A 21-year-old has suffered a brain haemorrhage after taking two tablets of a legal party pill, leaving his memory and reasoning impaired.

The New Zealand Medical Journal today published the case, the first serious complication from the pills reported in medical literature.

The 21-year-old man, who was unnamed in the article, swallowed two party pills labelled "99.9 per cent-pure DMAA" along with a can of beer and a caffeine tablet.

DMAA, also known as geranamine, has become a popular ingredient in legal party pills after the Government banned BZP in early 2008.

The man took the two pills about 11.30pm, and within 30 minutes he developed a severe headache, said the article written by Christchurch Hospital doctors Paul Gee, Suzanne Jackson and Josie Easton.

The man went home immediately, but when his condition did not improve the next day, he was taken to hospital about 6pm.

He arrived at the emergency department confused and with slurred speech. He was disoriented and could not give a coherent account of what happened, and the right side of his face drooped.
☆ ☆ ☆ ☆
| What you will do |
• a. List every sign the party pill news report says the man showed when he arrived at the emergency department.
• b. Continue the news report on the party pill case from its last sentence.
☆ ☆ ☆ ☆
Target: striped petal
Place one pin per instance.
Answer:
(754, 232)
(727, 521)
☆ ☆ ☆ ☆
| Answers for each item |
• a.
- Confused
- Slurred speech
- Disoriented
- Could not give a coherent account of what happened
- The right side of his face drooped

• b.
An urgent CT scan showed a large haemorrhage in the left side of his brain.

The man was in hospital for 20 days before being discharged with severe impairments to his memory and abstract reasoning and mild impairments to his speech and right-hand co-ordination.

The authors of the study said the haemorrhage was likely to have been caused by the DMAA and caffeine.

"Despite being sold and used in an inhaler form there is little published research on its [DMAA's] effects in humans and none via the ingested or intravenous route," they said.

MP Jim Anderton, who pushed to ban BZP, said the substitutes that had come on the market were dangerous "chemical rubbish".

He had recently asked the Law Commission for a review on drug laws so party pills would have to be shown to be safe before they could be sold, Mr Anderton said.

"You can't give up on it because if you do, we won't worry about people murdering people because they do it anyway - that's ridiculous," he said.

"It's an incredible situation when a government agency like the Ministry of Health has to pay for the testing of substances made for profit.

"The worst thing of all is young people get sucked in and think they're doing great things."

Massey University senior researcher Chris Wilkins said DMAA had appeared on the market as a replacement for BZP - and both tried to mimic amphetamine and Ecstasy.

BZP had been used by 15 per cent of the population at its peak, but since its ban usage has shrunk to less than 3 per cent.

Its substitutes, led by DMAA, have failed to reach anywhere near BZP's peak level of popularity.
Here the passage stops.